• _Source document_:
===============

TA’s Projected Game by Game Point Spread for the Giants

  • Coaching Upgrade You upgrade in coaching from Joe Judge and Jason Garrett to Brian Daboll on offense, which at minimum gives your team a fighting chance. Obviously Daboll is an unknown as a head coach in the NFL so there is a chance that he is not a good head coach as well but at minimum he won’t be any worse than the Judge/Garrett combo. And the upside is he brings the wide open, spread offense from Buffalo to the Giants and unlocks Jones’ rushing capabilities and is able to get guys like Shephard, Barkley, Wandale Robinson and Toney in advantageous situations

Between positive injury regression, better coaching and a dramatic positive shift in their expected strength of schedule, there is no reason this team couldn’t compete for the division and win 9-10 games.

Offensive Rookie of the Year

It is important to analyze where Offensive Rookie of the Year winners have come from historically in order to get a better baseline as to where we should be fishing for a contender this season. In the last 25 years, 36% of offensive rookie of the year winners have been QBs, 44% RBs, and 20% WRs. Since 2010, QBs have won this award at a much larger rate, at 50%, with RBs 36% and only 2 WRs (Odell Beckham Jr. and J’amar Chase) winning this award.

===============

• _Extracted entries_:
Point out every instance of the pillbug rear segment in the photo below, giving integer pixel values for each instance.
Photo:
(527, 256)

===============

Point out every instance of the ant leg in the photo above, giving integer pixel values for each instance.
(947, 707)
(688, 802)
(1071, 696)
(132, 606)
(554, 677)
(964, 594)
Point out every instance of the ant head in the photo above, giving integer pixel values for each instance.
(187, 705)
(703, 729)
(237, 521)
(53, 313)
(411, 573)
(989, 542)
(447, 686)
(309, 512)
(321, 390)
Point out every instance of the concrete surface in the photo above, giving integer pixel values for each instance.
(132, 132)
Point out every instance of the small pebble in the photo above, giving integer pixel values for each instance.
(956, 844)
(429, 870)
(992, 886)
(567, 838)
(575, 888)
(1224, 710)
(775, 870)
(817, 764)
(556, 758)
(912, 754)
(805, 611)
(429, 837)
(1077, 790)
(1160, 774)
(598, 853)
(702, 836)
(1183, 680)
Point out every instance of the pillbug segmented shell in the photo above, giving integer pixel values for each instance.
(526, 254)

===============

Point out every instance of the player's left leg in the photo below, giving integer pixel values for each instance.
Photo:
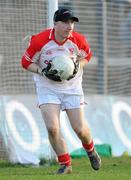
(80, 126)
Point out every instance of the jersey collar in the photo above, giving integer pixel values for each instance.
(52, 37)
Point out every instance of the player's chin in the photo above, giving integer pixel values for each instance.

===============

• _Work to do_: In the Giants point-spread text, why does the writer believe the team could compete for the division and win 9-10 games? Answer in one to three sentences.

• _The solution_: The writer points to three factors: positive injury regression, better coaching, and a dramatic positive shift in the team's expected strength of schedule. Together, these lead the writer to conclude that there is no reason the team couldn't compete for the division and win 9-10 games.